TUGAS:
1. Menurut bacaan tentang Kerajaan Banten, tahun berapa Kesultanan Banten berdiri?
2. Lanjutkan bacaan tentang awal mula Kerajaan Banten setelah kalimat terakhirnya.

BACAAN:
━━━━

Khazanah
Beranda » Berita » Awal Mula Berdirinya Kerajaan Islam Banten

Awal Mula Berdirinya Kerajaan Islam Banten

Awal Mula Berdirinya Kerajaan Islam Banten
Ilustrasi suasana bandar laut di kerajaan Banten

 SURAU.CO -Banten secara geografis terletak pada bagian paling barat dari
pulau Jawa. Kerajaan Banten menjadi penguasa jalur pelayaran dan perdagangan yang melalui Selat Sunda. Dengan posisi yang strategis ini Banten berkembang menjadi kerajaan besar di Pulau Jawa dan menjadi saingan berat bagi VOC pada masanya.

Pusat perdagangan lada

Dalam catatan sejarah Kesultanan Banten yang berdiri pada tahun 1520 berkat pengaruh dari  pendatang-pendatang dari kerajaan Demak. Kerajaan Banten daerah kekuasaanya meliputi wilayah-wilayah dari daerah pegunungan Banten, bagian barat Bogor hingga Lampung di Sumatera bagian selatan.

Daerah yang oleh pelawat-pelawat Portugis mereka namakan Sunda Bantam  itu, sejak zaman dulu merupakan sebuah pusat perdagangan lada. Sunda Bantam mulai mengalami kemajuan pesat setelah Malaka jatuh ke tangan oleh orang-orang Portugis.

━━━━

BAHAN YANG DIBERIKAN:
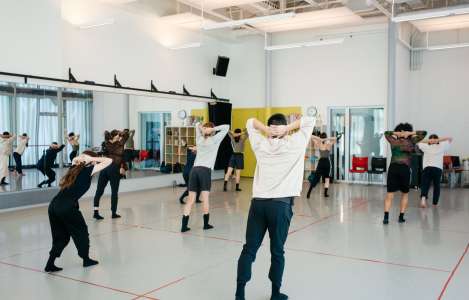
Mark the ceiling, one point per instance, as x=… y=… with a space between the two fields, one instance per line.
x=198 y=14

━━━━

JAWABAN LATIHAN:
1. Tahun 1520.

2.
Posisi Strategis Banten

Perpindahan bandar utama karena posisi Banten berada di pinggir laut dan dalam jalur perdagangan. Belum lagi bahwa Banten juga merupakan daerah penghasil rempah-rempah. Dalam sebuah tulisan Sunda kuno, cerita Parahiyangan, tertulis  nama Wahanten Girang. Nama ini kemudian terkait dengan Banten, sebuah kota pelabuhan di ujung barat pantai utara Jawa. Tetapi dalam sebuah catatan lain yaitu Tambo Tulangbawang, Primbon Bayah, dan berita Cina, dulu daerah Banten orang menyebutnya dengan nama Medanggili.

Sebutan ini setidaknya berlaku hingga abad ke-13. Sementara itu, sumber yang berasal dari Cina yang berjudul Shung Peng Hsiang Sung, yang kira-kira  ditulis tahun 1430. Memberitakan bahwa Banten merupakan suatu tempat yang berada dalam beberapa rute pelayaran Mao’Kun sekitar tahun 1421. Rute pelayaran Mao’Kun adalah Tanjung Sekong-Gresik-Jaratan; Banten-Timor; Banten Demak; Banten-Banjarmasing; Kreug (Aceh)-Barus-Pariaman-Banten.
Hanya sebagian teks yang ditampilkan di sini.